#### [WORK TO COMPLETE]
Render every line of the records below as a numbered list, leaving out any blank lines.

#### [MATERIAL SHOWN]
——
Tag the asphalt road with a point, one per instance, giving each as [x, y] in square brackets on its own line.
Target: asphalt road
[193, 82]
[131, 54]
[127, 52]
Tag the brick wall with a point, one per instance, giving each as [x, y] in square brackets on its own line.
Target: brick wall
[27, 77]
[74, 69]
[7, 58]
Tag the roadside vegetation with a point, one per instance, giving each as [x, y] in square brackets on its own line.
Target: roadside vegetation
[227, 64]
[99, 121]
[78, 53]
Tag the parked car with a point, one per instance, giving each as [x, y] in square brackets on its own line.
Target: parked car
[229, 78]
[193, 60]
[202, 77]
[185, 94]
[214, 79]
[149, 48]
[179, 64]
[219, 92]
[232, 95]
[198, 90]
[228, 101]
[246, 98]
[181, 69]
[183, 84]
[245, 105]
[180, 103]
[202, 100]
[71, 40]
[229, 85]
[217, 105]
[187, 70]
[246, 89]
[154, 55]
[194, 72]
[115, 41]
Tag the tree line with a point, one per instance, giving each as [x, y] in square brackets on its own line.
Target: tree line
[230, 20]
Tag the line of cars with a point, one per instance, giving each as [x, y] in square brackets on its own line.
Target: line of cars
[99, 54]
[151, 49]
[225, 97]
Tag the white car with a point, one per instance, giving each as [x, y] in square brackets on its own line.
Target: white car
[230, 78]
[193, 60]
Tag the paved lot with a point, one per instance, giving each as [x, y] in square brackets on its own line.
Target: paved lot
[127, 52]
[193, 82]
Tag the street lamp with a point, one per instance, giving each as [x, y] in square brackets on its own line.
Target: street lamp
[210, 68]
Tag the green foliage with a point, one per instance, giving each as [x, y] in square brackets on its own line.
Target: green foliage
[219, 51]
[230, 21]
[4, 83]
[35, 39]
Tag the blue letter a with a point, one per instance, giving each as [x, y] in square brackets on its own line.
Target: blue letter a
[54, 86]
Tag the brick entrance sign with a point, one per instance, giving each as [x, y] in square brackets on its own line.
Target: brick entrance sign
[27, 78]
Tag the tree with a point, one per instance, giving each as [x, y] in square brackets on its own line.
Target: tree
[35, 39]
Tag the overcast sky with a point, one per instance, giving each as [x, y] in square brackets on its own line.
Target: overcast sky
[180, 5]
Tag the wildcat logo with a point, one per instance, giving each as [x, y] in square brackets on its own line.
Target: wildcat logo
——
#### [ANSWER BELOW]
1. Tag the asphalt road with a point, one per instance, giving each as [x, y] in square brackets on its own line.
2. Target: asphalt road
3. [193, 82]
4. [131, 54]
5. [127, 52]
6. Tag the brick wall with a point, one per instance, giving each as [x, y] in square brackets on its own line.
7. Target: brick wall
8. [27, 77]
9. [74, 69]
10. [7, 58]
11. Tag the roadside vegetation with a point, one per instance, giving each as [x, y] in square brackets on its own line.
12. Target: roadside vegetation
13. [227, 64]
14. [99, 121]
15. [78, 53]
16. Tag the parked car with a point, one per instance, giving each as [x, y] in square brackets on its own line.
17. Target: parked car
18. [229, 78]
19. [193, 60]
20. [202, 77]
21. [185, 94]
22. [214, 79]
23. [149, 48]
24. [179, 64]
25. [219, 92]
26. [232, 95]
27. [198, 90]
28. [228, 101]
29. [246, 98]
30. [181, 69]
31. [183, 84]
32. [245, 105]
33. [180, 103]
34. [202, 100]
35. [71, 40]
36. [229, 85]
37. [217, 105]
38. [187, 70]
39. [246, 89]
40. [154, 55]
41. [194, 72]
42. [115, 41]
43. Tag the tree line with a point, one per instance, giving each as [x, y] in square brackets on its own line.
44. Target: tree line
45. [230, 20]
46. Tag the line of cars with a point, one per instance, giving each as [x, y] in square brackets on its own line.
47. Target: line of cars
48. [99, 54]
49. [151, 49]
50. [225, 97]
51. Tag the white car with a point, one per instance, giving each as [x, y] in square brackets on its own line.
52. Target: white car
53. [230, 78]
54. [193, 60]
55. Tag the paved lot with a point, one per instance, giving each as [x, y] in square brackets on its own line.
56. Target: paved lot
57. [127, 52]
58. [193, 82]
59. Tag the street lamp with a point, one per instance, giving each as [x, y] in square brackets on its own line.
60. Target: street lamp
61. [210, 68]
62. Tag the green foliage with a point, one per instance, giving each as [x, y] in square brackets on its own line.
63. Target: green foliage
64. [219, 51]
65. [230, 21]
66. [4, 83]
67. [35, 39]
68. Tag the blue letter a with a point, one per instance, giving each as [x, y] in square brackets on its own line.
69. Target: blue letter a
70. [54, 86]
71. Tag the brick entrance sign with a point, one per instance, giving each as [x, y] in square brackets on its own line.
72. Target: brick entrance sign
73. [27, 78]
74. Tag the tree with a point, one per instance, giving each as [x, y] in square brackets on its own line.
75. Target: tree
76. [35, 39]
77. Tag the overcast sky with a point, one per instance, giving each as [x, y] in square brackets on its own line.
78. Target: overcast sky
79. [180, 5]
80. Tag the wildcat logo with a point, one per instance, giving each as [x, y] in square brackets on its own line.
81. Target: wildcat logo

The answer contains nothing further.